**What the task asks:** Give again, word for word, every line in the entries below from the line with "Target: dry twig" up to and including the line with "Would you kindly pick out the girl", and no other line.
■ ■ ■ ■ ■ ■ ■
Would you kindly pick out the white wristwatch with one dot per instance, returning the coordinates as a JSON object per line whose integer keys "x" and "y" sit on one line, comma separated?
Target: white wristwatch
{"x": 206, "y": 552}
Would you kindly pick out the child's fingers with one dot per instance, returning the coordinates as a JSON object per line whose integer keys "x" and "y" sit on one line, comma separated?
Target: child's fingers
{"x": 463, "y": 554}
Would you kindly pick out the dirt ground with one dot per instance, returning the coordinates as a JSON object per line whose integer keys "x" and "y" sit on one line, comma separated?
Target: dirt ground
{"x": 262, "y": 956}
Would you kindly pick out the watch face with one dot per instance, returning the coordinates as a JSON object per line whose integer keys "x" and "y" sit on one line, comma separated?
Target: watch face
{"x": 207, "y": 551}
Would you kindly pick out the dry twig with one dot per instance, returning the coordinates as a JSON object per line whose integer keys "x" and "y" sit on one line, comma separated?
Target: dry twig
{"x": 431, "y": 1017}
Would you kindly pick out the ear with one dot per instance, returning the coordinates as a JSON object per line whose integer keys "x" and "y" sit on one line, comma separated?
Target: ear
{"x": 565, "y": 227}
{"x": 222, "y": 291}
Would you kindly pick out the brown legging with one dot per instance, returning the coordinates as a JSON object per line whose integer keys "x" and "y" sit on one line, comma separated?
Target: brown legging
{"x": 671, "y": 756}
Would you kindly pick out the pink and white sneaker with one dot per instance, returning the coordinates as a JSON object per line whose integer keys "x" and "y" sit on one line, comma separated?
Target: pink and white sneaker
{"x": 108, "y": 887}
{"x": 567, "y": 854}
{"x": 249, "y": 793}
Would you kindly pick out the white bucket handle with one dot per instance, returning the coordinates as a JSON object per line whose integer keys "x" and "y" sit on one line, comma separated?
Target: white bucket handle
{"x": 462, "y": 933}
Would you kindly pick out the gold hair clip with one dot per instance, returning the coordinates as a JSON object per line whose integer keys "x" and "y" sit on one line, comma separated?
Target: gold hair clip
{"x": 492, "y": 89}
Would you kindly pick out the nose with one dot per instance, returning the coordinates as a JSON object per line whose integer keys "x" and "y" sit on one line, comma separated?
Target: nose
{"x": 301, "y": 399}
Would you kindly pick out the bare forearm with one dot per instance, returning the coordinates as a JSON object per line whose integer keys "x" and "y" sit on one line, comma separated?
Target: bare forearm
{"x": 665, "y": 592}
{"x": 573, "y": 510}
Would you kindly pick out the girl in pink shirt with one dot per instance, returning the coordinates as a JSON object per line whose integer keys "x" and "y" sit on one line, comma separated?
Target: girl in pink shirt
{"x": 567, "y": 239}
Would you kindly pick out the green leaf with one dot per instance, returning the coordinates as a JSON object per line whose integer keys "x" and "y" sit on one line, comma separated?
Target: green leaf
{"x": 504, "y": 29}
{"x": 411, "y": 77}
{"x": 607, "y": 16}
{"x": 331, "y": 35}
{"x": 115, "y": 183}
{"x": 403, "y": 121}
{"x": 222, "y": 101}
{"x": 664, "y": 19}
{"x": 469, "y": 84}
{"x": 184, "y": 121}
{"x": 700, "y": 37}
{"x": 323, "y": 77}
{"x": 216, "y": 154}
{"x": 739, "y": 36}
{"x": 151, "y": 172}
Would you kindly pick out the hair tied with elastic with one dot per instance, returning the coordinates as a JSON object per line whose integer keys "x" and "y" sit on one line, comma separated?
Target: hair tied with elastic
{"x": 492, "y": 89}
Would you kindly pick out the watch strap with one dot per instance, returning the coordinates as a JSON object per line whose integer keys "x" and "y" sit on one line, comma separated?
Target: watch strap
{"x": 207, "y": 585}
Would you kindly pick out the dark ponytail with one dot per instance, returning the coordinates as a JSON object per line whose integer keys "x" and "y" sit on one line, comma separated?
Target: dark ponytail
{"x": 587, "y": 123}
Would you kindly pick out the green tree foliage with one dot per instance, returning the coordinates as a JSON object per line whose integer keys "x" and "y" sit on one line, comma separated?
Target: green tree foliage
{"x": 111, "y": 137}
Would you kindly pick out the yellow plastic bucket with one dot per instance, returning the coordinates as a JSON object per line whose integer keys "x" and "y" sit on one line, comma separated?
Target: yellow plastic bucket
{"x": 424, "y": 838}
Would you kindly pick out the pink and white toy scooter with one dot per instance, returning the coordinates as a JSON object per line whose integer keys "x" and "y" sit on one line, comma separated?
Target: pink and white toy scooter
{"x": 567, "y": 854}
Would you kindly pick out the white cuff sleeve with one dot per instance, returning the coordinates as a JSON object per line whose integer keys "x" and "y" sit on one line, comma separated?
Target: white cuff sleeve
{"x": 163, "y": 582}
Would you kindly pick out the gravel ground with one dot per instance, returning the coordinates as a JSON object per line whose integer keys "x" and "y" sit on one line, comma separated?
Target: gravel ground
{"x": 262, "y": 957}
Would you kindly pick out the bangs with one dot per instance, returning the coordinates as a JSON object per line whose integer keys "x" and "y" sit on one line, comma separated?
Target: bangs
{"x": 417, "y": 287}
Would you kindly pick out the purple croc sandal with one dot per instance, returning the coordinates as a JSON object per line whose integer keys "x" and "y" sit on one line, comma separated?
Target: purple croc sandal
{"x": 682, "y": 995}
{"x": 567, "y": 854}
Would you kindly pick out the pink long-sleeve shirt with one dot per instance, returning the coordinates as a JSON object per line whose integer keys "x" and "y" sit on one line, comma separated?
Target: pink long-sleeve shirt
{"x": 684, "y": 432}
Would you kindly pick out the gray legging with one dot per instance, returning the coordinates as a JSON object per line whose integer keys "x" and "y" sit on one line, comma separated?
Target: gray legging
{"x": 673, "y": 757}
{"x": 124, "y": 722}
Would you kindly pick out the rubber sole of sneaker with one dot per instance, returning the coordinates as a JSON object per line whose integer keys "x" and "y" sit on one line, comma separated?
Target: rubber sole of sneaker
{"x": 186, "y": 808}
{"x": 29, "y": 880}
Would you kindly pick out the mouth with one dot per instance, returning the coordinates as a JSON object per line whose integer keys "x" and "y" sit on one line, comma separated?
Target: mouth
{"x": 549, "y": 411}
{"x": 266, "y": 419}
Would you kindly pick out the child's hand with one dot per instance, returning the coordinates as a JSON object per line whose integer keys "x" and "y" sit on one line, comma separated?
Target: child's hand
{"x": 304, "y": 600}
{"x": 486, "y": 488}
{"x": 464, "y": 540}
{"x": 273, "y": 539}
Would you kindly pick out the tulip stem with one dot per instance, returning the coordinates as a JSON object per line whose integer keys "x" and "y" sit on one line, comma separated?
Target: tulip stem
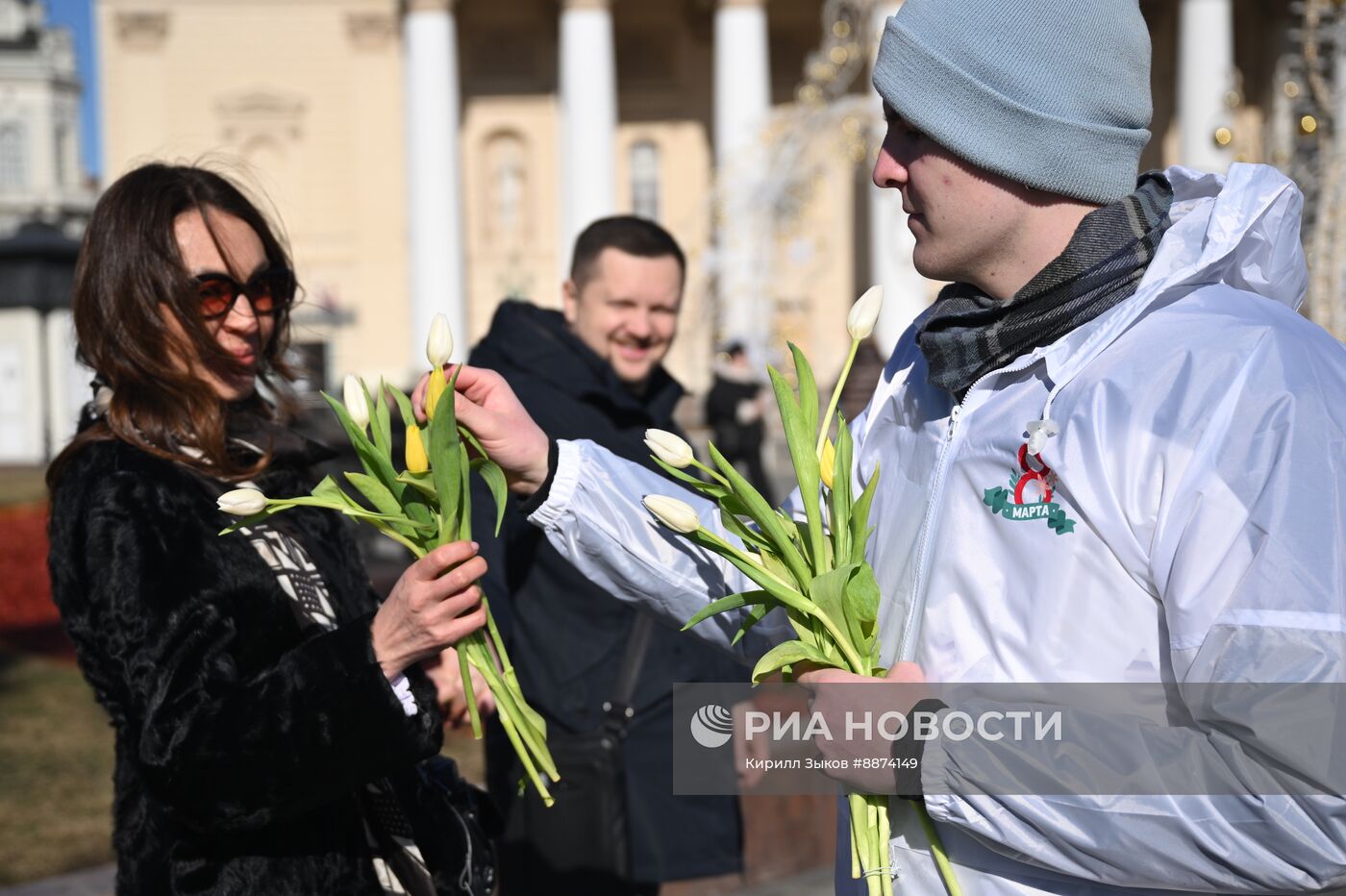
{"x": 805, "y": 607}
{"x": 836, "y": 397}
{"x": 712, "y": 471}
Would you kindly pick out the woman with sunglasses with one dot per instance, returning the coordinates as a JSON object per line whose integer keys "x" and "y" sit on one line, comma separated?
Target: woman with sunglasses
{"x": 271, "y": 714}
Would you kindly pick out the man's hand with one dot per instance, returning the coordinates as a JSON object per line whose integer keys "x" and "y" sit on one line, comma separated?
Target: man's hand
{"x": 744, "y": 748}
{"x": 487, "y": 407}
{"x": 448, "y": 683}
{"x": 837, "y": 693}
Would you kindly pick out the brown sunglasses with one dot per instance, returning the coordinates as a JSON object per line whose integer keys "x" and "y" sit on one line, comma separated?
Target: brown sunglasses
{"x": 269, "y": 290}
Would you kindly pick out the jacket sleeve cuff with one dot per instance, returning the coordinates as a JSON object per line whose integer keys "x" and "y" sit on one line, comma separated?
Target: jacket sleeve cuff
{"x": 538, "y": 497}
{"x": 910, "y": 752}
{"x": 556, "y": 491}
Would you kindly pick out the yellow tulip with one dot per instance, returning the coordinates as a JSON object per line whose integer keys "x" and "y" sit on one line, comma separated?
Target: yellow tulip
{"x": 827, "y": 463}
{"x": 434, "y": 390}
{"x": 416, "y": 459}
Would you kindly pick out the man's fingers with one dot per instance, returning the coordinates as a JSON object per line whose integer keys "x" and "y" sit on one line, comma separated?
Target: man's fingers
{"x": 434, "y": 564}
{"x": 464, "y": 626}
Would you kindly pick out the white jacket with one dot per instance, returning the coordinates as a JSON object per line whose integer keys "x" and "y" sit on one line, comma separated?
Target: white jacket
{"x": 1201, "y": 459}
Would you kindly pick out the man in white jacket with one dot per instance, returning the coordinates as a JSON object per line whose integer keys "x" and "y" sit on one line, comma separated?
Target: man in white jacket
{"x": 1112, "y": 452}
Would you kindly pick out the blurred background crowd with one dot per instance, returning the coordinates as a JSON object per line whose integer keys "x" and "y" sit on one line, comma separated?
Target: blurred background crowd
{"x": 441, "y": 155}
■ ■ ■ ■ ■ ■ ■
**Task response:**
Target: dry twig
{"x": 431, "y": 1017}
Would you kindly pick out the ear with one dot per instance, returning the coordinates as a JSON object per line whose integer keys "x" and "y" sit on one line, comma separated?
Target: ear
{"x": 565, "y": 227}
{"x": 222, "y": 291}
Would you kindly pick out the brown legging with one dot per instance, returning the coordinates as a JSON object per line whose integer keys "x" and "y" sit on one line, comma separated?
Target: brown legging
{"x": 671, "y": 756}
Would you kindly pick out the pink and white sneaker with one dot per instance, returning the coordinates as a JSON object per line whose integer keys "x" and "y" sit on one line, comma separated?
Target: pink and white sneaker
{"x": 108, "y": 887}
{"x": 567, "y": 854}
{"x": 249, "y": 793}
Would you kindly pick out the white bucket handle with one dot per instance, returning the coordinates as a JSON object per line whose integer keys "x" and "y" sit on one line, comma separated?
Target: white bucket handle
{"x": 462, "y": 933}
Would you kindly pick out the gold hair clip with one dot per instance, returning the coordinates as a JSON object per line whose integer keys "x" and "y" sit on one line, comma separated?
Target: gold hair clip
{"x": 492, "y": 89}
Would you kindly pick out the nose with one dot per instance, returning the coordinates as a JSON object per line whose integer keys "x" and "y" sit on one line, comma separated?
Target: nose
{"x": 301, "y": 399}
Would you kindly pick out the bare forearm with one dot per instance, returning the coordinates as a JSON object per line whose integer keys "x" and "y" sit on one line, comma separated?
Target: bare forearm
{"x": 665, "y": 592}
{"x": 573, "y": 510}
Would you kindly pick out the girl in pink shirt with one dot per instance, returning the coordinates as a JSON object per line whose integer keys "x" and "y" sit on one line, comma separated?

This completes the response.